━━ LISTED RECORDS ━━
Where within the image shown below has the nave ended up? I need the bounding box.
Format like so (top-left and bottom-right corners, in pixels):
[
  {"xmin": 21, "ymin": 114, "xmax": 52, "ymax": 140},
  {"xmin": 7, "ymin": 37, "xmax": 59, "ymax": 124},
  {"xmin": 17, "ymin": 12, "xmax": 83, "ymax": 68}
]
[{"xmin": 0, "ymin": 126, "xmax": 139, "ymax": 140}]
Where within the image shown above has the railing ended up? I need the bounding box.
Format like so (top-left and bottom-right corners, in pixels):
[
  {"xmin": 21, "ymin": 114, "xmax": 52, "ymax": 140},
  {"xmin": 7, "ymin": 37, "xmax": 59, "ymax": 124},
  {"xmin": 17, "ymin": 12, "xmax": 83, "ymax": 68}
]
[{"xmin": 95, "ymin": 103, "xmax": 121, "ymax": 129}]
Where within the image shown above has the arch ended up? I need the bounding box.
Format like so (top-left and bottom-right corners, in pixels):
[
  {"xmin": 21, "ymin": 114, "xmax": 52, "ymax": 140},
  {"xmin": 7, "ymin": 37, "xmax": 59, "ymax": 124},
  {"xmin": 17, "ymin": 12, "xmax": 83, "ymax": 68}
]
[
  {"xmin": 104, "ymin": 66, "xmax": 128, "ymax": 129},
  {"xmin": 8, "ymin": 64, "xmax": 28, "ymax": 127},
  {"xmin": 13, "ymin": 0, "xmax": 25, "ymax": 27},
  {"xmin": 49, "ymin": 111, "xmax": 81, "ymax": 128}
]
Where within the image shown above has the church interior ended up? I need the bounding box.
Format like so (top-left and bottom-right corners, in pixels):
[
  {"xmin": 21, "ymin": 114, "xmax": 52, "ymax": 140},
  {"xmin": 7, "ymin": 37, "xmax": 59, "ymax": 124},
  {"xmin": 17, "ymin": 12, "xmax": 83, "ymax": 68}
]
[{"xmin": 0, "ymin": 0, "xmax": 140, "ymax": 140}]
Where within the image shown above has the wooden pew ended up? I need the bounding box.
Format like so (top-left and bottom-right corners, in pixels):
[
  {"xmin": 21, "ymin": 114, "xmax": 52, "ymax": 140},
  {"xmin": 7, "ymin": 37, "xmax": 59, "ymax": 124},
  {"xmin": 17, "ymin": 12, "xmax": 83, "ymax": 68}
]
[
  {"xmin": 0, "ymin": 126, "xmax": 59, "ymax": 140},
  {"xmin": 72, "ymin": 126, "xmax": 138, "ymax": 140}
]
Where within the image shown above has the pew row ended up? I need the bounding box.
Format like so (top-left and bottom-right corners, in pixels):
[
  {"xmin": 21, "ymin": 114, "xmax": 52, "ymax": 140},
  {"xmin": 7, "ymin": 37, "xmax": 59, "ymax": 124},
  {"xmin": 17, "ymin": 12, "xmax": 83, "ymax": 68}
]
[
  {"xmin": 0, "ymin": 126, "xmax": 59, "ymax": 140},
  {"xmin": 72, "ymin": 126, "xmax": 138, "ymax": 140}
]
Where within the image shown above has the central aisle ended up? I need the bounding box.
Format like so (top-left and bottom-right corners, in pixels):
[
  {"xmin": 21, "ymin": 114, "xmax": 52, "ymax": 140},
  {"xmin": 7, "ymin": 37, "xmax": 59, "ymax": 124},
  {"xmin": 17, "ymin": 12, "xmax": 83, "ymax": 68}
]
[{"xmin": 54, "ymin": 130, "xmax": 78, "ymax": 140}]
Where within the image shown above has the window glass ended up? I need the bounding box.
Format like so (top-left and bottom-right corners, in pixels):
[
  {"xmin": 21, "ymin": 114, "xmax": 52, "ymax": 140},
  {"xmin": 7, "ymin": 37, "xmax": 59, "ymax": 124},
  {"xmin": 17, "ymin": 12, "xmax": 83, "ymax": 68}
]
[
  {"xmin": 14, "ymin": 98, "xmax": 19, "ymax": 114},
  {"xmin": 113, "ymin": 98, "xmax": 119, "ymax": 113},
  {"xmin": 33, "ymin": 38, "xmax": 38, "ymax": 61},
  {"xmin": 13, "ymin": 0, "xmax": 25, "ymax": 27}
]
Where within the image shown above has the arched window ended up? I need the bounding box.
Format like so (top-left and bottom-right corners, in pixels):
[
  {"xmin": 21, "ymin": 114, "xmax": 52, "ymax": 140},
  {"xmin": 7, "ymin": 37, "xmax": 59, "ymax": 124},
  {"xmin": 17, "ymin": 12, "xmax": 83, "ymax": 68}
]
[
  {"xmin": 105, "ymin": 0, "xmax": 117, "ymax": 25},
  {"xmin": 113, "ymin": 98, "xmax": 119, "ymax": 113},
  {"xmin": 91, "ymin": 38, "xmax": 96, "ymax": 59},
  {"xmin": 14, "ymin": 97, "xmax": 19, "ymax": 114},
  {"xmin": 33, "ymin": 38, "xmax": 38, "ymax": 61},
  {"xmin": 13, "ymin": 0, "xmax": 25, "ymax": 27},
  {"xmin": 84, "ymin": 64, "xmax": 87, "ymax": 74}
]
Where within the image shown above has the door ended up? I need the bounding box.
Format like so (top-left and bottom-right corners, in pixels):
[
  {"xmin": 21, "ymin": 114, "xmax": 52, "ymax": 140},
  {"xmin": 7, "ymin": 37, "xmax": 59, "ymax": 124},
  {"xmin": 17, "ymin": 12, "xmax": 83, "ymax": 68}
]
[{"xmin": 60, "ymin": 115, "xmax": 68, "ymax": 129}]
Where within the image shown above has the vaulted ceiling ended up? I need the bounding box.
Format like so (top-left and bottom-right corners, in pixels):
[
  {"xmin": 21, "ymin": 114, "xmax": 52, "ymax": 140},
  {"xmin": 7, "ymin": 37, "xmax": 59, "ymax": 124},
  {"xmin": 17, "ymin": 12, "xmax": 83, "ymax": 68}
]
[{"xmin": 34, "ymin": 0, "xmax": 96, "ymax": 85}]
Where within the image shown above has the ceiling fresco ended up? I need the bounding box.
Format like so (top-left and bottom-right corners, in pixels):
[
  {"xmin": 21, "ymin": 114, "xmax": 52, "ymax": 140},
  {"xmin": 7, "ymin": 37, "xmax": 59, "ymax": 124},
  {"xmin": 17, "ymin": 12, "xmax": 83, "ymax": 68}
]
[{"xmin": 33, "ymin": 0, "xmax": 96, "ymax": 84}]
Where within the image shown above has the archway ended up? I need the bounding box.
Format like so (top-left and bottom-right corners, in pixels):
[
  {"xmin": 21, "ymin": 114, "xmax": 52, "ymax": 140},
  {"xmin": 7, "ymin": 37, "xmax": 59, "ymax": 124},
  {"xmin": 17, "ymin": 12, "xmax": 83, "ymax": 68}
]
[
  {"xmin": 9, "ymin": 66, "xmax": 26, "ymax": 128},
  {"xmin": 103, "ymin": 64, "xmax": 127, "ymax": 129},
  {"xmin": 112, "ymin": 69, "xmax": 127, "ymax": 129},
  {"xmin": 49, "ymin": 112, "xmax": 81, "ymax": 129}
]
━━━
OBJECTIVE:
Please extract every line from the records above that contains the word "window", and copy each one in full.

WRITTEN SOLUTION:
Where within the image shown above has the window glass ended up? I need the bounding box.
Where within the image shown above has the arched window ended up? I need the bounding box.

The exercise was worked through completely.